**SOURCE PASSAGE:**
Each XAI technique will use a different process to provide an explanation of a machine learning model, but ultimately all use at least one of two core ideas. ‘Self-explaining’ techniques limit the complexity of a model as it trains, so that when finished, the model is simple enough to directly interpret its inner workings. On the other hand, ‘post-hoc’ methods perform analysis of the internal workings of any pre-existing model, regardless of complexity, and produce statistics to explain the model to a human.

 
 
 

How much can XAI explain?

Different XAI techniques can give varying levels of insight, with three main options. Local techniques explain how a model makes a specific prediction or decision; the technique is provided with a given input to the model and explains the output that the model returns. With a local model, we can look to answer the question “Why did the GPS send me through a field on my drive today?”

However, cohort techniques can give a mass explanation of a collection of similar data points all at once, helping provide a general overview of how a model might give a specific outcome. For instance, we could use a cohort method to know “Why does the GPS send me through fields?”

Lastly, global techniques explain a model in its entirety, with little to no reference to the input data points, but instead providing a general understanding of how the model makes decisions on any input. With a global method, we can know “How does the GPS use the route length, quality, etc. to choose a route?”

Each of these techniques are useful in its own right, because the question each answers is different. A global method is often unhelpful in explaining an individual prediction if that prediction is not very representative of the whole dataset. Conversely, it would be false to generalise the model from a local explanation, which only gives a scope of view.

What XAI techniques exist?

As a growing field of AI research, a wide variety of techniques exist. Some are suited to specific models, such as working best on neural networks, or decision trees. Other techniques are known as ‘model agnostic’ and can be applied to all possible models, and it is on one of these that we will focus on, known as SHAP.

SHAP (SHapely Additive exPlanations) is an incredibly popular XAI technique, which is:

  • Model agnostic, so can be used on all types of models

  • Capable of local, cohort, and global explanations, so can provide both sweeping overviews and specific details

  • A post-hoc method, so can be applied to models that already exist without needing to retrain them.

SHAP was invented in 2017 by Scott Lundberg and Su-In Lee. Lundberg and Lee built upon ideas of previous XAI methods, and combined those into a single flexible and consistent schema. Since its inception, it’s been well established as a gold standard in the field of XAI. As well as the flexibility noted above, it also has a strong mathematical and statistical grounding, keeping it rigorous, and a python library already exists to implement it, making it easy to use.

How does SHAP work?

Given an input datapoint, SHAP aims to allocate each feature a score to detail in what direction the feature value contributed to the output, and on what scale. Take the example of the GPS taking you through a muddy field rather than a nearby road, and let’s focus on the feature detailing the length of a route. SHAP might give the field’s length a score of +1.7, with the + indicating that the field route being short helped the model to suggest it, and the 1.7 (being large) showing this knowledge heavily contributed to the final decision. Maybe on a different, long route, SHAP gave the distance a score of -1.8, i.e. the route length significantly helped the model to not recommend it.

**WHAT IS NEEDED:** Carry on the passage about explainable AI and SHAP, starting after its final sentence. The entries that follow are unrelated material and are kept apart from the passage on explainable AI.

**GIVEN INFORMATION:**
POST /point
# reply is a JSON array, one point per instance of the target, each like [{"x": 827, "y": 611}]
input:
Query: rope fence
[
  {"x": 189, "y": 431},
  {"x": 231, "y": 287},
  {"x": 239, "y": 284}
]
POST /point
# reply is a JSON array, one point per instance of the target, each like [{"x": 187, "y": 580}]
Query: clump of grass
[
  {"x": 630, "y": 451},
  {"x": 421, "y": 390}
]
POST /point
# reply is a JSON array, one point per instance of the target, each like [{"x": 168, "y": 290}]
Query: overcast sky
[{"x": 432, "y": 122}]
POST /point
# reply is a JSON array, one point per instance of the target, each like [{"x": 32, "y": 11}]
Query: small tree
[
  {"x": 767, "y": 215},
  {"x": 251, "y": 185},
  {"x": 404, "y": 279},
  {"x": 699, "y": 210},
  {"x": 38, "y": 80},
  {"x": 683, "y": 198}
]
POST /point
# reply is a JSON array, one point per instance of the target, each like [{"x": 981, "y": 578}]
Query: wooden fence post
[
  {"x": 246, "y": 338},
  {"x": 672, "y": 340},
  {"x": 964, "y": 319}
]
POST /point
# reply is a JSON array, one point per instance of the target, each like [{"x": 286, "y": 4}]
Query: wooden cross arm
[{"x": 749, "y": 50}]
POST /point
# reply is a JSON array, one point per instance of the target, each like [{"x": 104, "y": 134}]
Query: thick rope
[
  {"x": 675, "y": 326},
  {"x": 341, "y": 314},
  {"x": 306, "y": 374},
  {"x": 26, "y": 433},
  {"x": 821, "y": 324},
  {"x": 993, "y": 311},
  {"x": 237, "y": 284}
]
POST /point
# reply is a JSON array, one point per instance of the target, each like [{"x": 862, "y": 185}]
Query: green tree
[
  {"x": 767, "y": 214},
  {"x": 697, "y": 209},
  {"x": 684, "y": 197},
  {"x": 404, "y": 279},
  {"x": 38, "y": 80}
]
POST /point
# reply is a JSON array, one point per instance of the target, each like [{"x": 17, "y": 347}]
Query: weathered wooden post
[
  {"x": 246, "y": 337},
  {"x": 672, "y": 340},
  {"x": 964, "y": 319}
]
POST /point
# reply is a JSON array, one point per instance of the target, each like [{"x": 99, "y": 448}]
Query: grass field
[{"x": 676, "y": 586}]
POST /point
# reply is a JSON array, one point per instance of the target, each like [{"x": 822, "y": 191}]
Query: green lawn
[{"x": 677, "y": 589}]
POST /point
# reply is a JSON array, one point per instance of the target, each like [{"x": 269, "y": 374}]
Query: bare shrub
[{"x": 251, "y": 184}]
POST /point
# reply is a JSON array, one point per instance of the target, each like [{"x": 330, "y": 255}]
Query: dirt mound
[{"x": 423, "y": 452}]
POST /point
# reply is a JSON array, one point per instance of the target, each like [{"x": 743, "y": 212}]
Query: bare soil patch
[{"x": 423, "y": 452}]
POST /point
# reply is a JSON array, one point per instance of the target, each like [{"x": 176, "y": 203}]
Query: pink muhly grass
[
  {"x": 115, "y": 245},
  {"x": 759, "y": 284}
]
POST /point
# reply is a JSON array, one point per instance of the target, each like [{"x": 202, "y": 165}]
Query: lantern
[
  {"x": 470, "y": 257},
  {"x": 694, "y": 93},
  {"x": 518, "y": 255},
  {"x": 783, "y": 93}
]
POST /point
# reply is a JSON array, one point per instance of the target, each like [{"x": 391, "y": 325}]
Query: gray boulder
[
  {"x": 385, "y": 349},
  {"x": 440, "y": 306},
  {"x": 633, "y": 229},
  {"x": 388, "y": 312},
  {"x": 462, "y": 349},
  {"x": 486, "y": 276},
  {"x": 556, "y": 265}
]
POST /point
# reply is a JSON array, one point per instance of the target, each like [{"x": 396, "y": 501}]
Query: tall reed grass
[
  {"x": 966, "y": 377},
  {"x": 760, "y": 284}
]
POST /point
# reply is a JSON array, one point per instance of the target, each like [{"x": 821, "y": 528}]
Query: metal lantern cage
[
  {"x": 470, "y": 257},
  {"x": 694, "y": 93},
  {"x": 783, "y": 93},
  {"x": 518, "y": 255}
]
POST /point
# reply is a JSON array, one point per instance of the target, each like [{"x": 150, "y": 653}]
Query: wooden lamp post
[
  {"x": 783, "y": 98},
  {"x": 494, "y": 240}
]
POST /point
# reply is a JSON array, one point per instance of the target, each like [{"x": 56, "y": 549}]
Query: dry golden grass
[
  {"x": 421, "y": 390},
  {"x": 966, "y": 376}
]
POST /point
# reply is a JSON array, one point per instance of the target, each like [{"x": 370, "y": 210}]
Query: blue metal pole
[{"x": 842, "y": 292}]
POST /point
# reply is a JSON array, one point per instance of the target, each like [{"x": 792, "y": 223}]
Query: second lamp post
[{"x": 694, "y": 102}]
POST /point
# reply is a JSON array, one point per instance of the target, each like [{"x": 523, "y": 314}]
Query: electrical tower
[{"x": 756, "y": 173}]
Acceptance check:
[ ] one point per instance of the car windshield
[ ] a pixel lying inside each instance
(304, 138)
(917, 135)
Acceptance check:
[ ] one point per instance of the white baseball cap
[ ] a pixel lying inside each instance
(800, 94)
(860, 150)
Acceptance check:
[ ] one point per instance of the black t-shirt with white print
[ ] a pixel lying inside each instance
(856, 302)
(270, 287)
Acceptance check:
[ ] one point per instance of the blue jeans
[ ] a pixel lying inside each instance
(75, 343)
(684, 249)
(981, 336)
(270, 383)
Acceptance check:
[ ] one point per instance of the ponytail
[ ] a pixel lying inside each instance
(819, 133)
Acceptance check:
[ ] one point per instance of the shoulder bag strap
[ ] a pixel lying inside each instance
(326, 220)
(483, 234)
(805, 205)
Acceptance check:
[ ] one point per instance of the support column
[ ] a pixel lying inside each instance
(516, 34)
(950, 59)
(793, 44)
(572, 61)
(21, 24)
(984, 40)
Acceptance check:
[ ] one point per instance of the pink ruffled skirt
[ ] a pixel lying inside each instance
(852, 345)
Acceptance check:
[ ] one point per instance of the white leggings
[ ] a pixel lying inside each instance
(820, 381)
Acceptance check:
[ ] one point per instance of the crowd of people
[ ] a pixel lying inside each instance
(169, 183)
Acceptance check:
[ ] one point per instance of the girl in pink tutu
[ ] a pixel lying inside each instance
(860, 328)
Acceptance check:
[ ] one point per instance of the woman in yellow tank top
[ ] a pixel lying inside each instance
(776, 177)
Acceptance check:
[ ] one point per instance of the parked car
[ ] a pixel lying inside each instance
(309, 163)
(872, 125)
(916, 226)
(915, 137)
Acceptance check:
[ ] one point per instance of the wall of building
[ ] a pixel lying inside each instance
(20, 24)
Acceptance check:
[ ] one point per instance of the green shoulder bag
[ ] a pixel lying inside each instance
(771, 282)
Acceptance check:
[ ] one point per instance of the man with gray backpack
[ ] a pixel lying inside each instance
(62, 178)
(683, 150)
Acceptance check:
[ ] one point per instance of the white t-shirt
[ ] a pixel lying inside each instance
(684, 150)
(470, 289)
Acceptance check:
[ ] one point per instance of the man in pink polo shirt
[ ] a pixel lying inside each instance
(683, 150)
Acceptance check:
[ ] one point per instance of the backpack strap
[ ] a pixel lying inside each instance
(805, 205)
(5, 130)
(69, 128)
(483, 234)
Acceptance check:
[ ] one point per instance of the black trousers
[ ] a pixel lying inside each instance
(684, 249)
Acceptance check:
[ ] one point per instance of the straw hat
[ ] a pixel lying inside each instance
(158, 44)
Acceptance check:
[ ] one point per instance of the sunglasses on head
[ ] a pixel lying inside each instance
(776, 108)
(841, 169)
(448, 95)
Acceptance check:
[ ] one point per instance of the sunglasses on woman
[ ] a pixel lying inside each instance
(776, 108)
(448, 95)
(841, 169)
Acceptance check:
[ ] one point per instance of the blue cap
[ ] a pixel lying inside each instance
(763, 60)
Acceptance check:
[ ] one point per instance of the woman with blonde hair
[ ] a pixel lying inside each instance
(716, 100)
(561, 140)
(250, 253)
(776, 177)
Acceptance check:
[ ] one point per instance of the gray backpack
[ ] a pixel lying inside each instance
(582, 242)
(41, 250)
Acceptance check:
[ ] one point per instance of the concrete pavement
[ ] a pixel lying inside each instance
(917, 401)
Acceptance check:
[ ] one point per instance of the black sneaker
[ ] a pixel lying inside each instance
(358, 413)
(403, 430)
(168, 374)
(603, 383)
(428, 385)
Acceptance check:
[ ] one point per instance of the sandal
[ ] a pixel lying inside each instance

**IN RESPONSE:**
If we run this technique over a variety of data points, we can begin to build up a general picture of how each feature of the model is used; perhaps on lots of navigation requests, a route being short heavily contributed to that route being chosen, and we conclude that the model favours short routes.

What makes SHAP powerful are these numerical scores; by averaging the scale SHAP assigns to a feature across multiple data points, we get an overall score for how that feature is used. For instance, if we get scores of +1.7, +1.9, and -1.8 for 3 different routes, we average the numbers (ignoring the signs) to score the importance of route distance as 1.8. We can then compare this to the equivalent statistic for road quality, say 0.4, to see that the model is more attentive to route distance than road quality, justifying why it picked to send you through the mud!

What’s going on mathematically?

The core idea of SHAP is averages; SHAP asks “How did a route distance of 1km instead of the average distance of 0.5km change the average output of 50-50 field vs road?” and uses famous Game Theory statistics called Shapely Values [1] to make these calculations.

By combining the SHAP contributions of each feature of a given datapoint, we can see how the features came together to give the final model output, rather than the average output (i.e. the output averaging across all of the possible inputs). The graph below gives a good example of this.

 

Figure 1. Example of a SHAP ‘Waterfall’ plot, summarising how each feature’s SHAP value moves the model’s output away from the model output mean. Figure adapted from SHAP documentation [2].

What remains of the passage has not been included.